- INSTRUCTIONS FOR THE TASK:
Give the entries back exactly, dropping each image.
begin RECORD EXTRACTS
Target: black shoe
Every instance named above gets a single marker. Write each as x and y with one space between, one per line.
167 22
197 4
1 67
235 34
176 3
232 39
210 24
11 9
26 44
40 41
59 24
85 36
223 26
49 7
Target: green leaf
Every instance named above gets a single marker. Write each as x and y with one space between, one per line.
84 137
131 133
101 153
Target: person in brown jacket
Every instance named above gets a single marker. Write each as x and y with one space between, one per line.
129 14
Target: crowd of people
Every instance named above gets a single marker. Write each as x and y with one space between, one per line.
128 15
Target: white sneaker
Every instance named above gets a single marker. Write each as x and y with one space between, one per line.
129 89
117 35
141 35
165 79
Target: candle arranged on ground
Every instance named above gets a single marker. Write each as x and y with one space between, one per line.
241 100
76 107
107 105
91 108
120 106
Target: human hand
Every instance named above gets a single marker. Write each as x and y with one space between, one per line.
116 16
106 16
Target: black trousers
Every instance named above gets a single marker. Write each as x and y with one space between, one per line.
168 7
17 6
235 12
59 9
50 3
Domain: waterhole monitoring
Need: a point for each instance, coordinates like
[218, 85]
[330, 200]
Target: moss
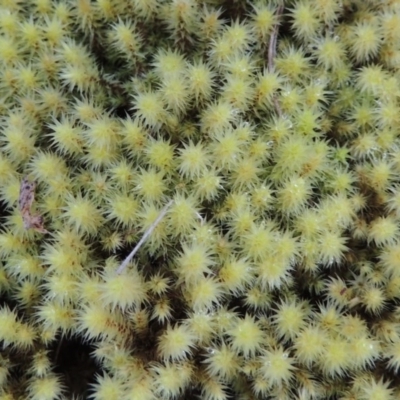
[266, 133]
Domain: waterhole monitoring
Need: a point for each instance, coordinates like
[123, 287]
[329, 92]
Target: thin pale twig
[148, 232]
[272, 52]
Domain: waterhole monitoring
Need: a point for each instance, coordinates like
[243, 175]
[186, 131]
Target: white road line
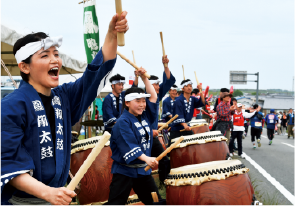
[288, 144]
[272, 180]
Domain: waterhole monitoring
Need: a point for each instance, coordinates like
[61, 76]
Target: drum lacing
[85, 144]
[201, 138]
[210, 172]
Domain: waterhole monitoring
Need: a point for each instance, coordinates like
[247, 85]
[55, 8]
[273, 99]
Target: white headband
[187, 83]
[155, 81]
[31, 48]
[132, 96]
[118, 81]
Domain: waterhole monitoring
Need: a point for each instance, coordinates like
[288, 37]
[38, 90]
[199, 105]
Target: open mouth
[53, 72]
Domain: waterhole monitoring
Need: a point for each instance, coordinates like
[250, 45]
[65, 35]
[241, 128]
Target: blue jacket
[22, 147]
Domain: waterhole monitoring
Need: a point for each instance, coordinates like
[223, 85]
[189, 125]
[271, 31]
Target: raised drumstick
[161, 35]
[197, 78]
[89, 160]
[165, 152]
[167, 123]
[133, 57]
[120, 35]
[132, 64]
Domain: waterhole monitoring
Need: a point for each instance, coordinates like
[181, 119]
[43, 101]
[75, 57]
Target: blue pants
[234, 135]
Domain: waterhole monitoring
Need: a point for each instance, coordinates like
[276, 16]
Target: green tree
[237, 93]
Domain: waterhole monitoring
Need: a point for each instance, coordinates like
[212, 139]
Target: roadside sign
[237, 77]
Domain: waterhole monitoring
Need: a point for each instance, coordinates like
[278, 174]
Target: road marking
[272, 180]
[288, 144]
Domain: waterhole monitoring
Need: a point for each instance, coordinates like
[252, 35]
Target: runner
[271, 120]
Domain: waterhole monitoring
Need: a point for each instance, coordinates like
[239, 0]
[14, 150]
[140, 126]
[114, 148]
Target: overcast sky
[210, 37]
end RECORD EXTRACTS
- TASK OUTPUT:
Target: black shoe
Every instance named above gets a single marker. Write each as x and y with one space between, one per line.
167 22
197 4
1 67
235 34
176 3
232 39
210 24
11 9
26 44
40 41
59 24
85 36
223 26
49 7
Target: green leaf
Every instance named above gets a single marker. Write each as x and y with one space between, one per line.
84 137
131 133
101 153
Target: person in brown jacket
Every instance named above gets a single marker. Write each as x and y with one space between, one per line.
129 14
Target: crowd of people
Every instance named above gets a single marker. Write each as x and y with one space between, one per line.
128 15
Target: white sneaker
Every instance named above gets a single marker. Write each as x and y with one space between, one per line.
129 89
117 35
141 35
165 79
Target: candle arranged on ground
Every instance named above gets a single marker. Write each as x and y with one space between, one per line.
241 100
76 107
107 105
91 108
120 106
Target: human hand
Every instance named above gets a single marker. Write each as x and y with one space between, one per line.
116 16
106 16
Target: black trousers
Every instance named above gets a single marker. Write each as x and y with one space between, one per line.
168 7
17 6
235 12
59 9
50 3
Domain: waterhole monitoring
Need: a point for each instance, coordinates like
[218, 85]
[330, 200]
Target: moss
[266, 133]
Domain: waterhole monitoring
Need: a point for each instance, coordinates like
[123, 287]
[329, 92]
Target: thin pale twig
[148, 232]
[272, 52]
Domain: waterhole monitoring
Need: a point for each instance, coordinates like
[243, 175]
[186, 131]
Target: white road line
[288, 144]
[272, 180]
Domain: waterhole monitoring
Need: a point for each instance, coordinates like
[61, 76]
Target: drum lacing
[85, 144]
[201, 138]
[210, 172]
Domain: waterhole monitoring
Need: a point for each instance, coordinates like
[247, 85]
[55, 8]
[273, 99]
Target: white headband
[187, 83]
[155, 81]
[31, 48]
[132, 96]
[118, 81]
Domain: waterhole monitoring
Need: a point for each instance, coordinates like
[288, 37]
[38, 90]
[199, 105]
Target: open mouth
[53, 72]
Domain: waterhole monitoring
Need: a point for each instance, coordinates like
[250, 45]
[65, 35]
[241, 128]
Target: blue jacket
[22, 147]
Domain: waterhole monitoring
Need: a point for each instance, coordinates like
[223, 85]
[189, 125]
[271, 31]
Target: raised drumstick
[161, 35]
[197, 78]
[89, 160]
[165, 152]
[167, 123]
[133, 57]
[120, 35]
[132, 64]
Domain: waterhole monitoring
Need: a point for each instance, coordinates like
[181, 119]
[43, 101]
[75, 57]
Target: blue pants
[234, 135]
Domain: waterhole monitoring
Need: a point for each instance, coordinates like
[276, 16]
Target: green tree
[237, 93]
Domain: waterhole monitoring
Need: a point for each instance, coordinates like
[212, 139]
Target: roadside sign
[237, 77]
Domain: waterhole monitoring
Need: a point for each instance, coordinates like
[278, 174]
Target: road marking
[272, 180]
[288, 144]
Domain: waterhole monitoring
Need: a point for each instance, coordinates like
[252, 35]
Target: runner
[271, 120]
Domain: waterhole monitoring
Need: a point for each instance, coordinates like
[239, 0]
[14, 150]
[140, 126]
[114, 148]
Target: overcast sky
[210, 37]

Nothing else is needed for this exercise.